* [QUÉ SE PIDE]: Transcribe sin cambios el fragmento de la columna sobre la inteligencia artificial que comienza con las palabras que contienen "Desde políticos que" y termina con "faltas de ortografía!".

* [TEXTO DEL EJERCICIO]:
- - - - - - -

De púlpitos a parlamentos, de quirófanos a aulas, la IA está siendo usada más que el sentido común... y a veces más que el café.
Por: Massiel Reyes Leconte, cronista de lo insólitamente cotidiano
Hay un nuevo protagonista en la historia moderna, y no tiene corazón, ni estómago, ni un solo cabello que peinarse: la Inteligencia Artificial. Y no es que haya llegado de visita... es que ya se instaló, puso su oficina, trajo su taza y hasta pidió clave del WiFi.
Desde políticos que escriben discursos en dos clics hasta ingenieros que ya no dibujan sino en simuladores, el uso de la IA ha cruzado todos los sectores. Incluso en espacios más solemnes —dígase entornos espirituales o académicos— ya hay quienes, en lugar de esperar inspiración divina o meditar en una biblioteca, abren un chat de IA y escriben: “Hazme algo bonito sobre el amor, pero con impacto, y que tenga un versículo, porfa”.
Del alma… a la nube
Y no es para juzgar. De hecho, ¡es entendible! ¿Quién no ha sentido la tentación de pedirle a la IA que resuma ese libro larguísimo, que redacte el discurso de fin de año o que prepare el mensaje del culto con referencias bíblicas y ejemplos modernos? ¡Si lo hace rápido, bonito y sin faltas de ortografía!
Lo curioso es cómo hemos empezado a tercerizar el pensamiento. Lo que antes requería reflexión, diálogo, dudas, papel y borrador… ahora se resuelve con un buen prompt y un clic. Así, líderes, maestros, guías espirituales, médicos, abogados y hasta poetas están comenzando a usar esta herramienta no solo como ayuda, sino como primera opción. O única.
Más IA que intuición
Y en la política, no es diferente. Algunos discursos parecen tan genéricos, tan perfectamente ambiguos, que sólo pueden haber sido escritos por una IA... o por un político tradicional, lo cual hoy en día es casi lo mismo.
La tentación del atajo
La IA es brillante, útil, rápida y (a veces) más paciente que un maestro de yoga. El problema no es ella. El problema es que algunos están usándola como muleta para no caminar. Como si tener cerebro fuera opcional. Y no lo es. Porque aunque la IA sepa muchas cosas, no tiene sentido común, conciencia ni empatía humana. Si lo dudas, preguntale a una IA cómo consolar a un niño que acaba de romper su juguete favorito. Spoiler: no lo hará mejor que un abrazo.
Porque la IA puede darte una receta, pero no la sazona como tú. Puede escribirte un discurso, pero no conoce tu historia. Puede darte un mensaje, pero no siente lo que tú sientes.
¿Y entonces qué? ¿Desenchufamos todo?
¡Tampoco así! Se trata de equilibrio. La IA es como una licuadora: útil, práctica, potente… pero tú decides qué ingredientes echarle. No puede pensar por ti. Ni amar por ti. Ni sentir responsabilidad por lo que tú decides copiar y pegar.
Así que estimado lector, sí, usémosla. Pero que no sea ella quien nos use a nosotros. Que sea una herramienta, no el cerebro sustituto. Y si un día te sorprendes diciendo “Déjame pensar…” y luego abres ChatGPT, respira hondo y recuerda: también puedes pensar tú solito. Es gratis. Y todavía funciona.

- - - - - - -

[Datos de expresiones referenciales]
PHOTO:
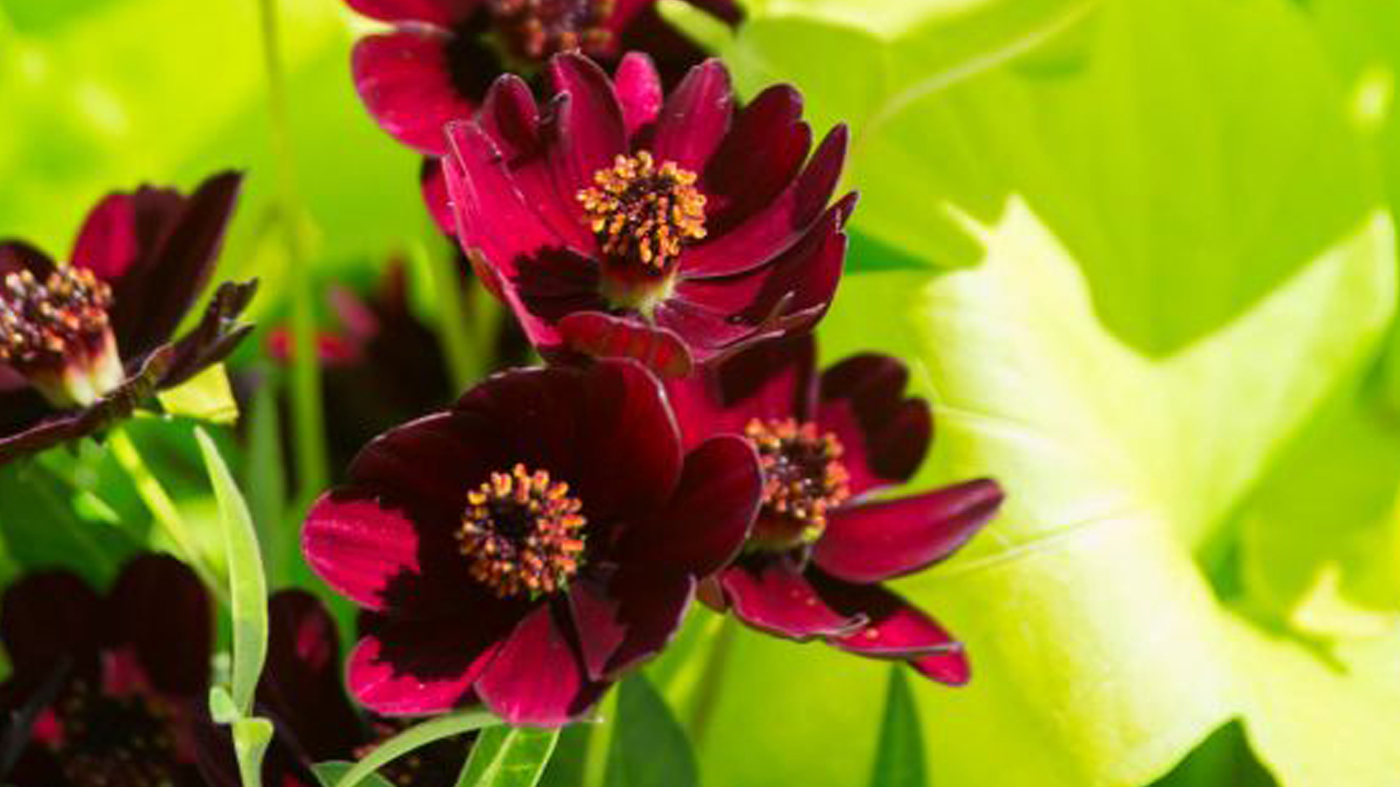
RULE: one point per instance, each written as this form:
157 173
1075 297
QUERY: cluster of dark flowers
667 251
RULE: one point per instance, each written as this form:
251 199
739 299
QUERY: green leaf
247 586
508 756
413 738
648 745
899 756
206 397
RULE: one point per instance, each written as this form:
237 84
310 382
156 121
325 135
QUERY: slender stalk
163 509
307 416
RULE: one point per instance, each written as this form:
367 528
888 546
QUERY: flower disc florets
521 532
538 28
644 212
802 478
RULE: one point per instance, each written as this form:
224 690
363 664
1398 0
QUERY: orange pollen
522 532
802 474
644 212
41 324
535 30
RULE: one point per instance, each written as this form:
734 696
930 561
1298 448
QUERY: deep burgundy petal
444 13
538 678
770 594
639 91
417 667
46 618
300 684
405 80
174 647
696 118
784 220
896 629
877 541
707 520
602 335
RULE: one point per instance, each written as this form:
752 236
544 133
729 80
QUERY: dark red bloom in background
105 689
822 545
619 221
443 55
81 345
528 545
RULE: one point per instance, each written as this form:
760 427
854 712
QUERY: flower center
522 532
114 741
535 30
802 479
643 212
58 333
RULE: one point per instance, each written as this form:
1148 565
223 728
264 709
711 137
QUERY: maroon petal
48 618
174 647
709 518
405 80
538 678
696 118
872 542
587 122
896 629
773 230
301 681
773 595
419 667
443 13
606 336
885 434
639 91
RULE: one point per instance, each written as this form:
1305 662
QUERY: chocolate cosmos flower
528 545
81 345
618 223
104 692
821 546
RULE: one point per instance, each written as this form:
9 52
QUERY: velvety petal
72 425
895 629
784 220
709 517
419 667
538 678
696 118
444 13
46 618
216 336
585 122
172 647
405 80
300 685
885 434
877 541
639 91
602 335
770 593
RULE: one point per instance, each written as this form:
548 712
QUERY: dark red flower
105 692
528 545
443 55
822 544
81 345
616 221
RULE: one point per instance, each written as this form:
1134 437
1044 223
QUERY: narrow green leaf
899 758
247 586
205 397
648 745
413 738
508 756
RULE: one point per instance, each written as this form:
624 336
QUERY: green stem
308 420
161 507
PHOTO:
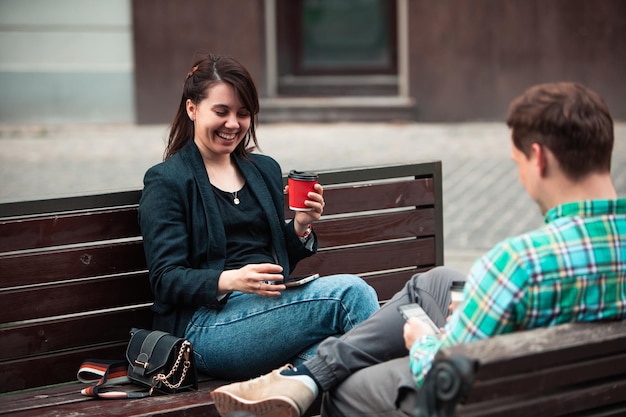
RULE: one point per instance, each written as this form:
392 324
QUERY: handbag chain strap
185 350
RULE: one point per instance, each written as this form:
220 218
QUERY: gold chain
185 350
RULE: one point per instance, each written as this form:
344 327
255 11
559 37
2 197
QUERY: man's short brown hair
570 120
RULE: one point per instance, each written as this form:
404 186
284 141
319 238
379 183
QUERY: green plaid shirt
571 269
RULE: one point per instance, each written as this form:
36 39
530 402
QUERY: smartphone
456 293
415 310
296 282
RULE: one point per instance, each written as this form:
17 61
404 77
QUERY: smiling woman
217 244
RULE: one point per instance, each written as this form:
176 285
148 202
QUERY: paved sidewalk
483 201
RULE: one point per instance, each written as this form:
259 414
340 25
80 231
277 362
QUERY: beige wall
65 61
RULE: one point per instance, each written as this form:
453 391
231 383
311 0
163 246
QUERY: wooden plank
65 229
374 228
549 378
67 264
529 351
358 260
70 203
376 196
596 395
54 368
27 340
62 401
75 297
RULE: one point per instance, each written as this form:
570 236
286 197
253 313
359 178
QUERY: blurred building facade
124 61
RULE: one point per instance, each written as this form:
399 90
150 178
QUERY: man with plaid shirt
571 269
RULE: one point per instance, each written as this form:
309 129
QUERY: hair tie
193 70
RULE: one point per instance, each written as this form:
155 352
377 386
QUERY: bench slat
27 340
374 228
50 369
358 260
604 399
68 264
377 196
75 297
66 229
66 401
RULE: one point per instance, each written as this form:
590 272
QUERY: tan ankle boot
271 395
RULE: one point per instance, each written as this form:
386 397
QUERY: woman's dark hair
206 72
570 120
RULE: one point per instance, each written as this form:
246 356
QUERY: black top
248 236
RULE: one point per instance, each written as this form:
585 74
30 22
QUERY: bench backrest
73 277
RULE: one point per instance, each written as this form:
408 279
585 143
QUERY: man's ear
539 153
190 106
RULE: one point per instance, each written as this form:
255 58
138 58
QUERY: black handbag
161 361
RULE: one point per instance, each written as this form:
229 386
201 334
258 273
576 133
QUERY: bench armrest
447 384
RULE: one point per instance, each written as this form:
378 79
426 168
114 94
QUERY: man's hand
414 329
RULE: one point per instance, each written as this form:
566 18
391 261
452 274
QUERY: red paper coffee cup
300 184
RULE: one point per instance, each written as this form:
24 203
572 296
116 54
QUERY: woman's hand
415 329
263 279
303 219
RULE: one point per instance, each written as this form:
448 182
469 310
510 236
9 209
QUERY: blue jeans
253 335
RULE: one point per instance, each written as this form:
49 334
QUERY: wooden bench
73 279
574 369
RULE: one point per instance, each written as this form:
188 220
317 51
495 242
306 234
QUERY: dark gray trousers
365 372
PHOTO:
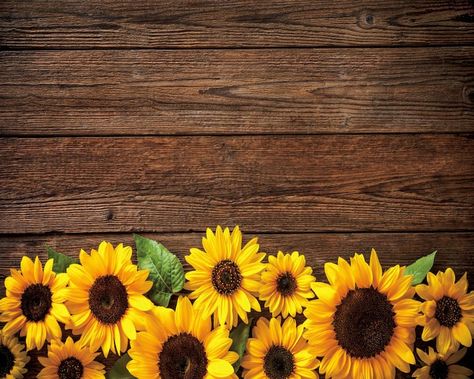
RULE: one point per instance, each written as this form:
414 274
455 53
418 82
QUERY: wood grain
234 23
266 183
300 91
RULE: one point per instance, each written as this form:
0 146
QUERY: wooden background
322 126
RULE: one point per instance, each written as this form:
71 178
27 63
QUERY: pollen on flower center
182 357
278 363
448 312
439 369
108 299
36 302
70 368
226 277
364 322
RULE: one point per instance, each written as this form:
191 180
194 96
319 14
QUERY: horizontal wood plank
267 183
233 23
303 91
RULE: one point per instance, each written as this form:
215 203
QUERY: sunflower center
7 360
439 369
182 357
108 299
278 363
286 284
364 322
448 312
36 302
226 277
70 368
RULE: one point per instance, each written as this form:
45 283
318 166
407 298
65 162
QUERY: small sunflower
439 366
448 312
286 284
180 344
363 323
227 276
13 358
278 352
34 302
106 298
70 361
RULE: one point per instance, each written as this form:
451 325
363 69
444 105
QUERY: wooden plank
299 91
235 23
267 183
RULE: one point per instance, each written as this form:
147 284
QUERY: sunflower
180 344
363 322
227 276
13 358
34 302
278 352
448 312
70 361
106 298
439 366
286 284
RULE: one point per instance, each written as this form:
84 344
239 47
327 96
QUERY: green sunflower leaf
420 268
119 369
61 262
165 269
240 335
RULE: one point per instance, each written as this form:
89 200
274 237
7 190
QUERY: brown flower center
182 357
70 368
278 363
448 312
7 361
36 302
286 284
108 299
364 322
226 277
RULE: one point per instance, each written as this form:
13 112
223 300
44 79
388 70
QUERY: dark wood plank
267 183
237 91
234 23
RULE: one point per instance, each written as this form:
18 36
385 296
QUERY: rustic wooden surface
320 126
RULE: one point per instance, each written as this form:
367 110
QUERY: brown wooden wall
321 126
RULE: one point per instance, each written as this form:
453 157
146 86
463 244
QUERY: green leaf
420 268
239 336
119 369
61 261
166 271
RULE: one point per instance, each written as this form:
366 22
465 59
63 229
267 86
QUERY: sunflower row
361 323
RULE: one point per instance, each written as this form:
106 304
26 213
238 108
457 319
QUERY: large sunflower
70 361
227 276
363 322
106 298
448 312
180 344
286 284
439 366
34 302
13 358
278 352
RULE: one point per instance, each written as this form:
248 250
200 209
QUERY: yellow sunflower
286 284
363 323
227 276
448 312
180 344
278 352
70 361
106 298
34 302
439 366
13 357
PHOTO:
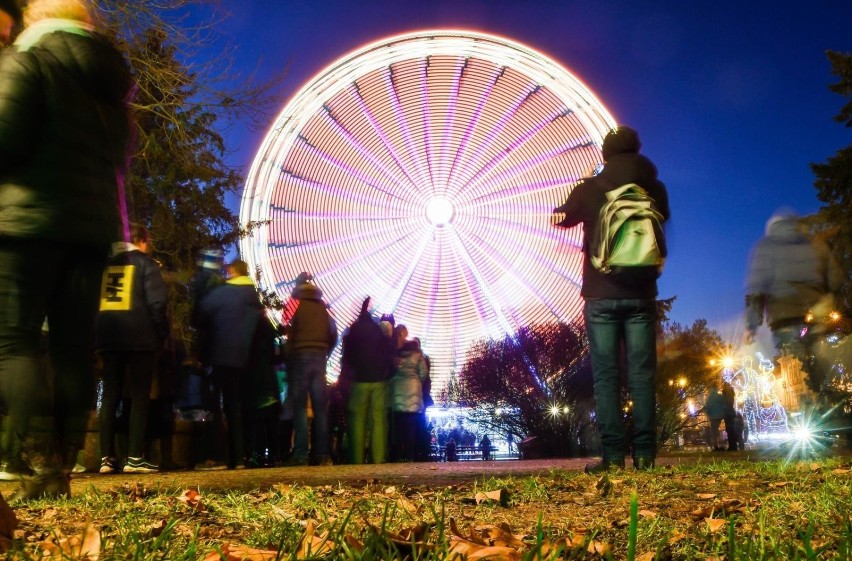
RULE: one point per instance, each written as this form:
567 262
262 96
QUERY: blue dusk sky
731 100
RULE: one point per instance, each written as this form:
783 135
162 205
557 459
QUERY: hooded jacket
133 303
64 134
788 274
584 205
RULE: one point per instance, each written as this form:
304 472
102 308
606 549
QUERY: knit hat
11 7
211 259
620 140
307 291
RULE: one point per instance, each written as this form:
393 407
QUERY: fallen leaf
715 524
8 520
85 547
192 498
241 553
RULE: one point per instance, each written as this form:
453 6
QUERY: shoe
49 485
139 465
643 463
604 465
210 465
14 471
109 465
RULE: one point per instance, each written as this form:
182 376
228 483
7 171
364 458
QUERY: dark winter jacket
311 329
229 316
367 352
64 130
788 274
584 205
132 313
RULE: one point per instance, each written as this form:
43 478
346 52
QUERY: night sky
732 103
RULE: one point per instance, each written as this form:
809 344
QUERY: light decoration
755 396
421 170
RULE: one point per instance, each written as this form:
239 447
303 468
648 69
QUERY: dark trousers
59 282
137 369
613 325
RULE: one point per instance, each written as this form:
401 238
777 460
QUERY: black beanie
620 140
11 7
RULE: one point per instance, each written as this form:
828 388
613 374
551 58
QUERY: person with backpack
620 295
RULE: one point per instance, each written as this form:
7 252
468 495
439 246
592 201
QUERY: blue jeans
613 325
306 376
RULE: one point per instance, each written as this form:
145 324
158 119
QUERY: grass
731 510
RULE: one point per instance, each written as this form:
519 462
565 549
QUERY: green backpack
629 243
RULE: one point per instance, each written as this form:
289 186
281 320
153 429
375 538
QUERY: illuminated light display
421 170
756 398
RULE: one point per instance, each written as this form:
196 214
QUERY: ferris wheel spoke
345 167
365 153
481 283
512 189
366 110
474 122
401 121
506 118
496 254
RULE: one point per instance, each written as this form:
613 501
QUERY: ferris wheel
421 170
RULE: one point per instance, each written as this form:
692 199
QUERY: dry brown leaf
312 545
599 548
85 547
192 499
500 496
241 553
715 524
8 520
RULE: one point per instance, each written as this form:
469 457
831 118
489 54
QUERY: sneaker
109 465
643 463
210 465
604 465
138 465
13 471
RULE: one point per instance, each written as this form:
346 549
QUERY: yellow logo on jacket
117 288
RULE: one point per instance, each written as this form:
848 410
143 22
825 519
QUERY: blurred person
311 337
405 389
789 276
367 354
230 315
132 328
714 408
620 313
65 132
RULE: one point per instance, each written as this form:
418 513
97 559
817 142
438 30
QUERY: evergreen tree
834 182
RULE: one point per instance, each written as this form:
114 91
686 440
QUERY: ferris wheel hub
439 211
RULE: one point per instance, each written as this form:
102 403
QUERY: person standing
230 315
406 395
311 337
620 312
65 132
132 327
367 356
789 275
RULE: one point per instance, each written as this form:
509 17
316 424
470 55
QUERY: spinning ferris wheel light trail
421 170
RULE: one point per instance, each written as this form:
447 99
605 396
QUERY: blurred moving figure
790 276
64 136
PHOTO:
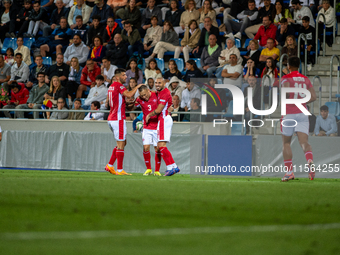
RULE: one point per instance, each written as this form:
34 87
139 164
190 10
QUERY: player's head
120 75
293 64
144 92
159 84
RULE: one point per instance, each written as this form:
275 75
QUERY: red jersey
147 107
116 101
296 80
164 98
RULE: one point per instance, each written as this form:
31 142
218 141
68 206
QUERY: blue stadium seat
160 63
179 63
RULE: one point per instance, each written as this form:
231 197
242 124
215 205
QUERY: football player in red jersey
296 117
164 125
116 120
147 100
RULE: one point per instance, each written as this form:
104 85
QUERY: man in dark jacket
118 52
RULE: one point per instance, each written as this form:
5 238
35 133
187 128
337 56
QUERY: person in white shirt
108 71
93 115
97 93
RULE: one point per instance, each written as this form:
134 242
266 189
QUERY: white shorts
292 123
118 127
164 129
150 137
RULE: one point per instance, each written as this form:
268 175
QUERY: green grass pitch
59 212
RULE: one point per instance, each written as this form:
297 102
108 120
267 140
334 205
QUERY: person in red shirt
19 95
267 30
88 77
147 100
116 120
296 121
164 125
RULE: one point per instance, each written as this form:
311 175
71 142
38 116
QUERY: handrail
320 91
304 37
331 76
317 37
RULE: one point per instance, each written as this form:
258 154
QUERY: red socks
113 156
147 158
309 156
158 160
120 158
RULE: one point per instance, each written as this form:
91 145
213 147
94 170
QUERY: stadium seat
179 63
160 63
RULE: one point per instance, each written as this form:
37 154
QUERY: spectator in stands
148 12
309 31
100 9
38 67
266 11
77 49
80 29
280 12
73 79
88 77
232 73
76 115
93 115
192 70
110 31
152 70
169 41
38 19
59 115
98 51
246 19
189 14
153 35
253 52
192 91
19 24
210 55
299 13
132 38
117 52
190 40
173 71
19 95
59 39
325 123
203 41
328 11
96 29
59 69
132 71
173 15
282 33
108 71
36 97
291 50
97 93
176 86
79 9
60 11
130 13
207 11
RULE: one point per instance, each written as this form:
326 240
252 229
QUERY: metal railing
304 37
317 36
331 76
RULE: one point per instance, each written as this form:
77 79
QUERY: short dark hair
294 62
96 104
324 108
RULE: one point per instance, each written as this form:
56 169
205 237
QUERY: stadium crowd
90 40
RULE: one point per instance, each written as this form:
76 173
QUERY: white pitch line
161 232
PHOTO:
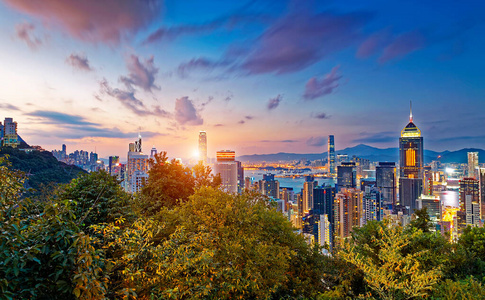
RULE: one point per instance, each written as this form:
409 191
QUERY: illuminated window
410 158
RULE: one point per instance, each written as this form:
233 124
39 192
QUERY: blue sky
258 76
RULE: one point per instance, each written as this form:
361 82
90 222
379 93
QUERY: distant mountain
41 167
366 152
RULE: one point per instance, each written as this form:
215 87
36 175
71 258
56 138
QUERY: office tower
372 209
346 175
472 164
153 152
308 187
269 186
136 167
323 206
325 232
203 146
469 203
481 178
240 177
226 166
432 205
93 158
114 165
410 165
10 137
331 155
347 211
386 181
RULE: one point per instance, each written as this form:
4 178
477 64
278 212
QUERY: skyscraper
472 164
203 146
308 187
410 165
346 175
481 178
469 202
10 137
386 181
269 186
331 155
136 167
226 166
347 211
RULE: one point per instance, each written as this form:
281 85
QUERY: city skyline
261 77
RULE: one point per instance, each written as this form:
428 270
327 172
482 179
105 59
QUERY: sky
257 76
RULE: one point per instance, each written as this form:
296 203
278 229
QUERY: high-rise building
153 152
240 177
308 187
410 165
386 181
203 146
136 167
481 178
226 166
346 176
331 155
323 205
372 209
10 137
114 165
347 211
472 164
269 186
469 202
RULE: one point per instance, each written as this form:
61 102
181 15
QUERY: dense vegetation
41 167
91 240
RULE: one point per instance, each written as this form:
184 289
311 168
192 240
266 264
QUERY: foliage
171 182
41 167
44 256
390 273
98 198
217 246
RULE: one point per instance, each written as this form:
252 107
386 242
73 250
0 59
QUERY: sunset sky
258 76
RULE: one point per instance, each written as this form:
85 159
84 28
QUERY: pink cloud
25 32
106 21
316 88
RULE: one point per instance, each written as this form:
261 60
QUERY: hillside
41 167
367 152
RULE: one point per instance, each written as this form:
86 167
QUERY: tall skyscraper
472 164
347 211
136 167
269 186
410 165
331 155
10 137
203 146
153 152
386 181
346 175
226 166
469 202
481 178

- - - - - - -

* [EJERCICIO RESUELTO]:
Desde políticos que escriben discursos en dos clics hasta ingenieros que ya no dibujan sino en simuladores, el uso de la IA ha cruzado todos los sectores. Incluso en espacios más solemnes —dígase entornos espirituales o académicos— ya hay quienes, en lugar de esperar inspiración divina o meditar en una biblioteca, abren un chat de IA y escriben: “Hazme algo bonito sobre el amor, pero con impacto, y que tenga un versículo, porfa”.
Del alma… a la nube
Y no es para juzgar. De hecho, ¡es entendible! ¿Quién no ha sentido la tentación de pedirle a la IA que resuma ese libro larguísimo, que redacte el discurso de fin de año o que prepare el mensaje del culto con referencias bíblicas y ejemplos modernos? ¡Si lo hace rápido, bonito y sin faltas de ortografía!